* **Extracto del documento**:
La superación humana no tiene límites. No busquen muy allá, que tenemos muestras de sobra entre los que nos rodean. Piensen en todos sus amigos o familiares que padecen enfermedades de cierta gravedad. Tengan presente la alegría que nos regalan, cuando proyectan un futuro de ilusión a pesar de su infortunio. Ahí encontramos la fuerza interior de quienes saben utilizarla como mecanismo para afrontar el sufrimiento y la incertidumbre. Se comportan como si hubieran decidido que, cuanto más peliagudo sea el problema, menos tiempo desperdiciarán en lamentaciones. Y es que sólo valen soluciones cuando el asunto se pone realmente feo. Ellos son los auténticos resilientes y a uno le toca ser mero observador de su ejemplo y agradecerlo. De ellos deberíamos contagiarnos y no de tanto cansino plañidero.

Me pregunto qué puede diferenciar a los agonías apocalípticos de los que ven el lado positivo de la vida. Posiblemente sea la propia intensidad del problema que obliga, a estos últimos, a afrontar por narices las verdaderas penurias. Y algo tendrá que ver el balance que cada uno haga de sus prioridades. Placer, poder y sentido son los tres pilares básicos de la existencia. Al menos eso dejaron escrito Freud, Adler y Frankl, los padres de las denominadas «tres escuelas» de psicoterapia vienesa. Placer y poder son compartidos con cualquier animal; el tercero, la búsqueda del sentido de nuestra vida, es lo que realmente singulariza al humano. Un detalle que no deberíamos olvidar.

Para el archiconocido Sigmund Freud la búsqueda del placer es el eje de nuestra existencia. No está mal disfrutar de un contrapunto de hedonismo aunque, eso sí, no debería ser éste el fin último a perseguir. Para Alfred Adler, el valor prioritario del ser humano se centra en el deseo de poder. Ojo, que no hablamos de grandes riquezas o cargos de relumbrón, sino de cualquier nimiedad que conlleve cierto reconocimiento social. Después de haber pasado -¡seguro!- por ambas perspectivas, uno se queda finalmente con la visión de Viktor Frankl, quien ascendió a un nivel sensiblemente superior: el sentido de la vida.

Estoy convencido de que, si realizáramos una encuesta, el orden de prioridad en el corto plazo sería el mismo: placer, poder y, en último término, el sentido de la vida. Al fin y al cabo, los dos primeros son algo más tangibles y fáciles de alcanzar. Por cierto, sin caer en la cuenta de que, una vez alcanzado uno u otro, siempre habrá otro placer y otro poder aún más deseables. En fin, el círculo vicioso de la permanente insatisfacción. Sin embargo, los problemas de verdad -esos que realmente nos hacen sufrir- suelen presentar el orden inverso.

* **Datos proporcionados**:

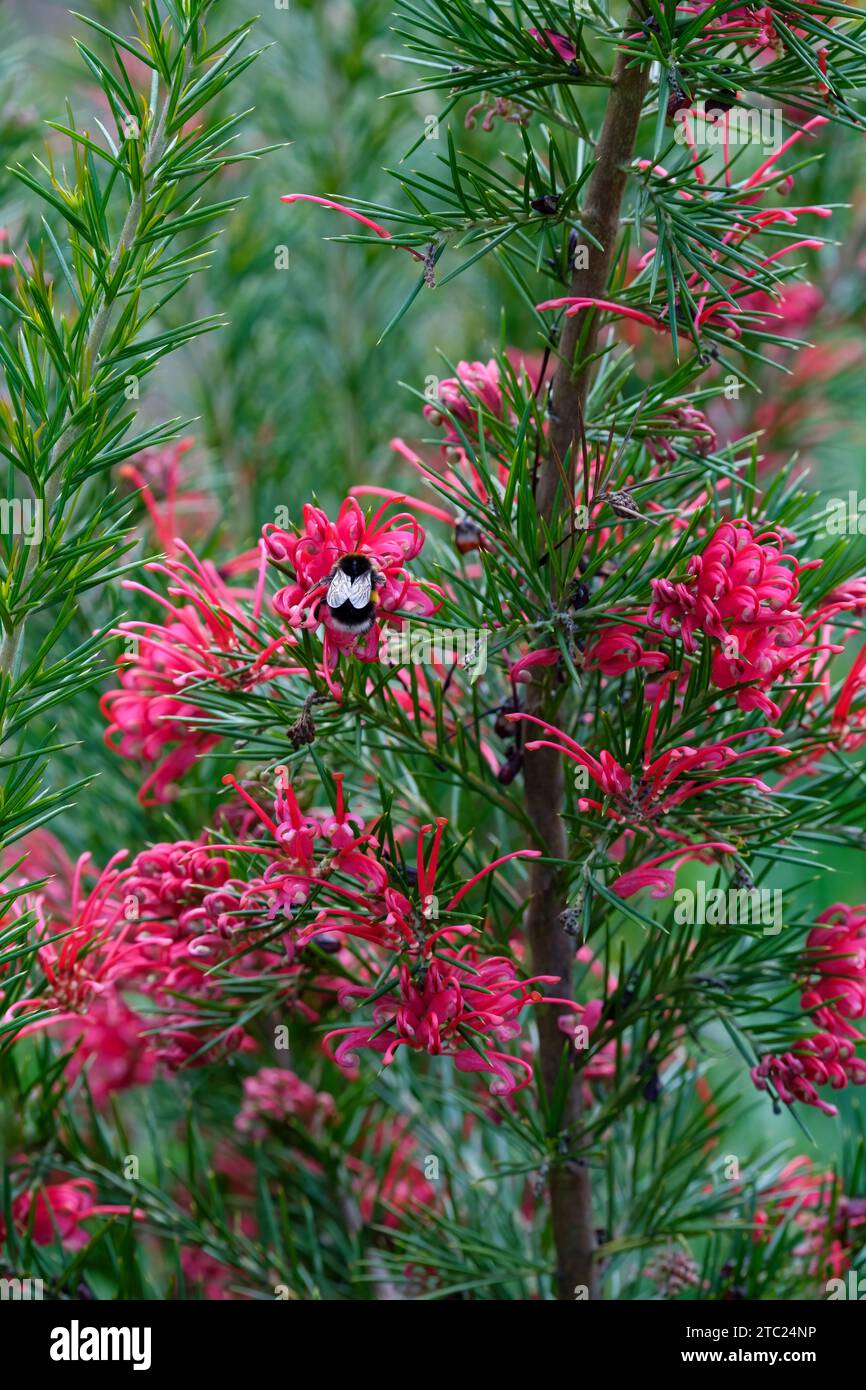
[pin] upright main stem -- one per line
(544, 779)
--
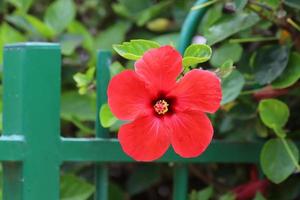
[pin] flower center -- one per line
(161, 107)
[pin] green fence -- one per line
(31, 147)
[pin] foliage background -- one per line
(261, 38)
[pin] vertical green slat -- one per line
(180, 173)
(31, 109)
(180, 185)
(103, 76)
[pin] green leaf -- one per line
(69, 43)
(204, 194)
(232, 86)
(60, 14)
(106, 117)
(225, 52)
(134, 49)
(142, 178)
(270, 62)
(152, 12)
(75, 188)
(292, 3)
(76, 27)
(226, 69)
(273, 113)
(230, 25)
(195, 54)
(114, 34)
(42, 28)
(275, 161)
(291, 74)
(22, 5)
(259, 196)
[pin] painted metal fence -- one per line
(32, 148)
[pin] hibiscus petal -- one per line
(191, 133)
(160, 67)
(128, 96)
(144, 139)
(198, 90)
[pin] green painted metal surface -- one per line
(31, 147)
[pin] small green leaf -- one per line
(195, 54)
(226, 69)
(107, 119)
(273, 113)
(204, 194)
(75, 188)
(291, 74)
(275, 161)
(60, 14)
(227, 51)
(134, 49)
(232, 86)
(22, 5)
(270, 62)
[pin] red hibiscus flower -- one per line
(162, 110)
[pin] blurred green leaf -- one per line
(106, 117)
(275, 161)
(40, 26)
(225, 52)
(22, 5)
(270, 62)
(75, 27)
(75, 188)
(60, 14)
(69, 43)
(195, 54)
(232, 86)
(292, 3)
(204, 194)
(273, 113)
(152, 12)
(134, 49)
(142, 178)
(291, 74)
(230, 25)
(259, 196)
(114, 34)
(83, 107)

* **Tu objetivo**:
Indica cuáles son los tres pilares básicos de la existencia según el extracto sobre la superación humana.

* **Solución del problema**:
Placer, poder y sentido.